**Work instructions:** Scan the data below and pick out the lines containing the word "forehead".

Records from a dataset:
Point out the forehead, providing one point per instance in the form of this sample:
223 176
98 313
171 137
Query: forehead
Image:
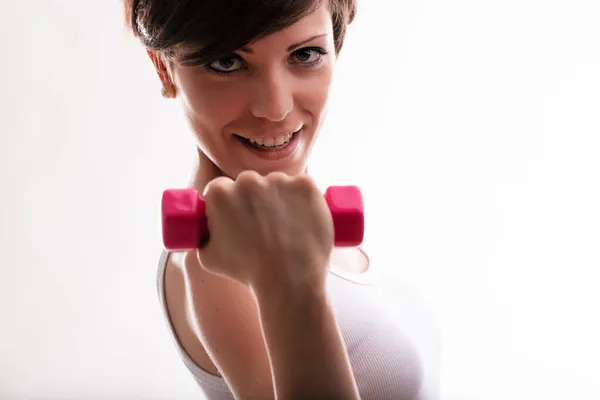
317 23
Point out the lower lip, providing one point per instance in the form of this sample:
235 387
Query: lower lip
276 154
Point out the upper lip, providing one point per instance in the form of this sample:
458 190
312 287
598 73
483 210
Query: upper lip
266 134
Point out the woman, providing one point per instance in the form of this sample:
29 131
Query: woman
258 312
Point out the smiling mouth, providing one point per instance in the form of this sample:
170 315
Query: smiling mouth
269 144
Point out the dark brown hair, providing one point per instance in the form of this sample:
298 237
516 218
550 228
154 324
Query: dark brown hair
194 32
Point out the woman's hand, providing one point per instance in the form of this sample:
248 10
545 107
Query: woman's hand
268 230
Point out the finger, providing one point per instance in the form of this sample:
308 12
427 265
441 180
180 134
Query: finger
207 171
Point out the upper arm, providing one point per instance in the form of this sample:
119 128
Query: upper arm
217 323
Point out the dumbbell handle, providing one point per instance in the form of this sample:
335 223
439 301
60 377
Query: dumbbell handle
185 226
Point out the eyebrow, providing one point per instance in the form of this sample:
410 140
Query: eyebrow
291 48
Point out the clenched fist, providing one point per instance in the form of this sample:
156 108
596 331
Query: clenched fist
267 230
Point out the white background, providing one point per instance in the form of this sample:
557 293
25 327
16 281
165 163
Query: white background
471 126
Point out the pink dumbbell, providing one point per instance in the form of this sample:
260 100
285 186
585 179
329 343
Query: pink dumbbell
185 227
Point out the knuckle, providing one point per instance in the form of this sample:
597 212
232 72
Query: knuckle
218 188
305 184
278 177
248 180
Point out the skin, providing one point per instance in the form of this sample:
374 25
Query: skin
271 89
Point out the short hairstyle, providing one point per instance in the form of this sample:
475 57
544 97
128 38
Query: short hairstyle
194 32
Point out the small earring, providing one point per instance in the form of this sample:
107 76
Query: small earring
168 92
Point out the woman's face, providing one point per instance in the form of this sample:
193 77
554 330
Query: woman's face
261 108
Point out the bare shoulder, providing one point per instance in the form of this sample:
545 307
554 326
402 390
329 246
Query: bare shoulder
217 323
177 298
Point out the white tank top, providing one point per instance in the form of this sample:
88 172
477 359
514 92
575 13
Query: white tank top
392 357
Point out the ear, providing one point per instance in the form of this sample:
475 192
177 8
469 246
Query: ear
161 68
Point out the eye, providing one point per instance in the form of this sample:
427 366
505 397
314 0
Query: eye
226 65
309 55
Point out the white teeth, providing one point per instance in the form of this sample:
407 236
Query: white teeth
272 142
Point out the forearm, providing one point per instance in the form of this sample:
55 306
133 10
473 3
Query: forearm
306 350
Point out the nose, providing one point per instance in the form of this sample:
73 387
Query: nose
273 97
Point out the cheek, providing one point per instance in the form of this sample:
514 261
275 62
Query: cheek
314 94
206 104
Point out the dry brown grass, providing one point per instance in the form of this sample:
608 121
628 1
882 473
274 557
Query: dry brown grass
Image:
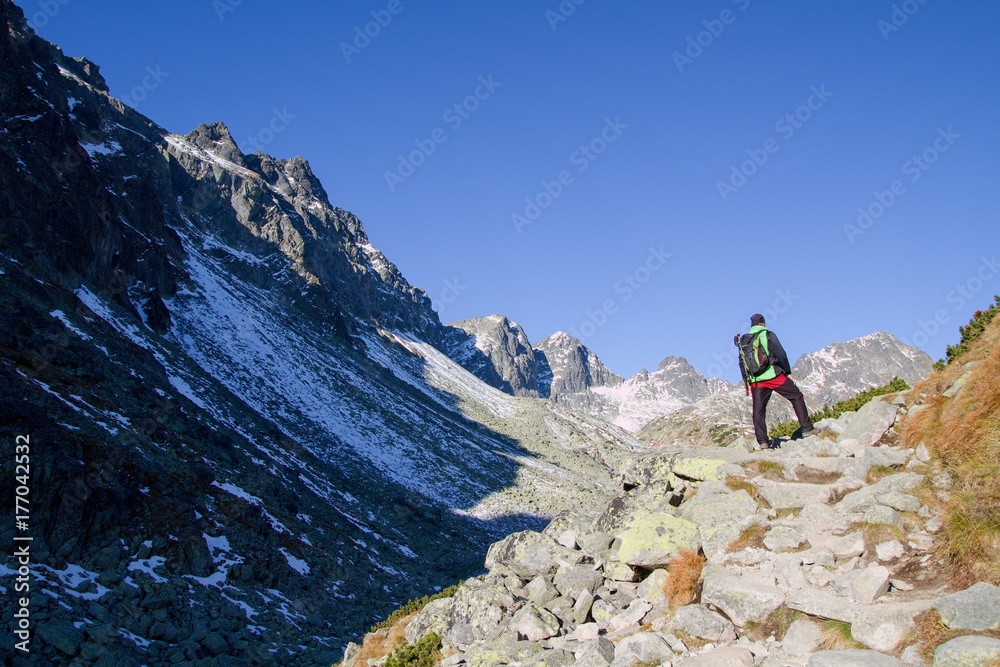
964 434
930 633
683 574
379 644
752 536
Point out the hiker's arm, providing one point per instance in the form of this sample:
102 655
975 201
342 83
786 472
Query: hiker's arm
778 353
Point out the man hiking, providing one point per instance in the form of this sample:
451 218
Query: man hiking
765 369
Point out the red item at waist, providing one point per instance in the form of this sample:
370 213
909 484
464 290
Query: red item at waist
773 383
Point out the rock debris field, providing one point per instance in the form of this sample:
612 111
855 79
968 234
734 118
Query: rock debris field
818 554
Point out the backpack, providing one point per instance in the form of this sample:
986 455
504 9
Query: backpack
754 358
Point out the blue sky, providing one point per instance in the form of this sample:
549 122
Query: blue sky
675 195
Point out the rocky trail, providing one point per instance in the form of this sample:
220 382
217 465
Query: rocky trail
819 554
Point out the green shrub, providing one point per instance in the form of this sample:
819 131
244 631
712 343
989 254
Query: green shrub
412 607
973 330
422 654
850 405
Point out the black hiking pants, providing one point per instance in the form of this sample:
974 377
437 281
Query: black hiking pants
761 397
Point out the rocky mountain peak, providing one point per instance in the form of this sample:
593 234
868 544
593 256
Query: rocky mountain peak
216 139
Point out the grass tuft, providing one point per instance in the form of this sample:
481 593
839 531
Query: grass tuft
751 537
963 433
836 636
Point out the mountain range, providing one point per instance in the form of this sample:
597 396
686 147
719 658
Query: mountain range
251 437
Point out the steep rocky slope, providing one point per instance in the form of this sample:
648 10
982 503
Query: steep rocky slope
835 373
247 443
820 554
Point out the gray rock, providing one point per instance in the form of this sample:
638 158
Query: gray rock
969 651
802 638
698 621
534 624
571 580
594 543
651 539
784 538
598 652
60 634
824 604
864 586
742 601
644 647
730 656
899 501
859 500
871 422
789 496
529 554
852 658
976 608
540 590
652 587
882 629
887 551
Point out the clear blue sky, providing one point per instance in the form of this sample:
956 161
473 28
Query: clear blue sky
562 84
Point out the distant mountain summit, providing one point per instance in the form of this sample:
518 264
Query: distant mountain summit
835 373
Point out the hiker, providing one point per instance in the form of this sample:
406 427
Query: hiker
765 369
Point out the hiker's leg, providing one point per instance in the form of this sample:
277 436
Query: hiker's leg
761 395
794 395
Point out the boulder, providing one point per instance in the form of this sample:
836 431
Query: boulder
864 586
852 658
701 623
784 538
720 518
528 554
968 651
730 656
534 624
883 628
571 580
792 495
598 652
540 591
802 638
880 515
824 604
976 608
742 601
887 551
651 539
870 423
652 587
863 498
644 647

--

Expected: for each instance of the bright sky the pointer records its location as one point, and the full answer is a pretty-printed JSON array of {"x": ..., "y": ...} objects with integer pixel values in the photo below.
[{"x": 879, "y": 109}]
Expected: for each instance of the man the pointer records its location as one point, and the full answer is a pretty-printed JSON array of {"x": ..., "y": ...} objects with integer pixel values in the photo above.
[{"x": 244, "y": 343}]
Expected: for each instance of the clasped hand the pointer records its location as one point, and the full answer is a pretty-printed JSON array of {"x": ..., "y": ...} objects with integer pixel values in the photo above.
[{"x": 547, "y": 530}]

**Answer to this exercise:**
Point out the forehead, providing one point per instance in the form of this sample:
Query: forehead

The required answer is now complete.